* Exercise set *
**A.** List the printed items the narrator reads or consults in the passage about house hunting in France.
**B.** Please write the next part of the passage about house hunting in France, continuing from its final sentence.

* Passage given *
With unaccustomed self-indulgence, I was sitting idly thumbing through the Sunday paper the next weekend when an article on the availability of property in France caught my eye. Beneath it there
was a modest advertisement for an English agency, offering to search for suitable houses in the French countryside for its customers. I followed the telephone number up, and within a few days
photocopies started arriving in the post from northern France. The photographs looked as if they had been taken in thick fog or a snowstorm, and the terminology used often sent me searching for the
dictionary, but the prices were remarkably low. None of them were more than about half the price of a two-bedroom Victorian terraced house in southern England, and, although it was impossible to
tell what state the properties were in, they were patently much more substantial in terms of ground area. Clearly further investigation was called for, which was how Tim, Jonathan and I came to be
sailing to France one Saturday in mid-November.

* Data shown *
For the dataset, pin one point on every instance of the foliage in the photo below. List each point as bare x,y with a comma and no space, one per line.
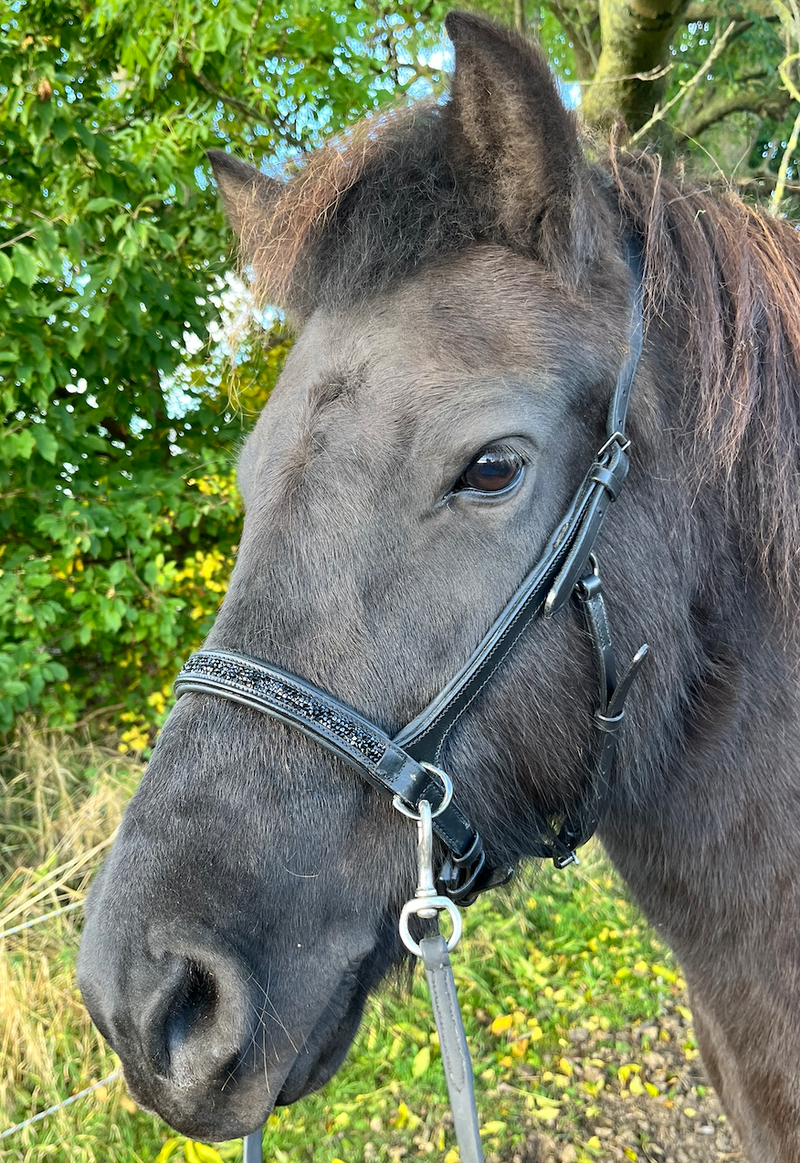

* Answers to the tasks *
**A.**
- The Sunday paper
- An article on the availability of property in France
- A modest advertisement for an English agency
- Photocopies from northern France
- The dictionary

**B.**
9
Prospecting for Paradise

France in November was bleak and dreary indeed, and bitingly cold and dark. But at seven o’clock in the evening, Arras, our destination, was still brimming with life and
activity as the shops disgorged their last customers out into the brightly lit streets. They were full of enticing displays of Christmas delicacies and toys, which promptly made a hole in our
pockets. Moreover, much to our surprise, signs everywhere announced that
Beaujolais Nouveau
had arrived! The weekend began to assume a different perspective, especially after an excellent
meal in the bar of our pension, where the ruby-red new arrival met with general critical acclaim. If all else failed, the weekend held the promise of dealing with most of the Christmas shopping and
a certain amount of pleasure in liquid form as well.

The next day, the heavy sleet was hard and unrelenting, and although I could summon no interest whatsoever in quaint little houses dotted about the landscape, a pleasant, helpful agent and his
assistant were waiting, prepared to give up the best part of their Sunday to escorting us round what they considered to be the most suitable properties on their books. What a Sunday that was, and
what sights we saw as we huddled in the back of the agent’s car! The rain beat down, now and then giving way to driving snow. When finally the sleet and snow had exhausted themselves, a dark,
penetrating mist set in while we looked at tumbledown houses with leaking roofs, cardboard bungalows, and a house where the passage between the kitchen and the dining room was in fact the bathroom.
We were looking for an old house with character, but basically in good condition, possibly with some opportunities for renovation, and with plenty of ground floor accommodation for the elderly and
infirm members of the family, especially for Stephen. Nice views were desirable, and the distance from the main road was a prime consideration. Nothing we had seen that first day even approached
our requirements.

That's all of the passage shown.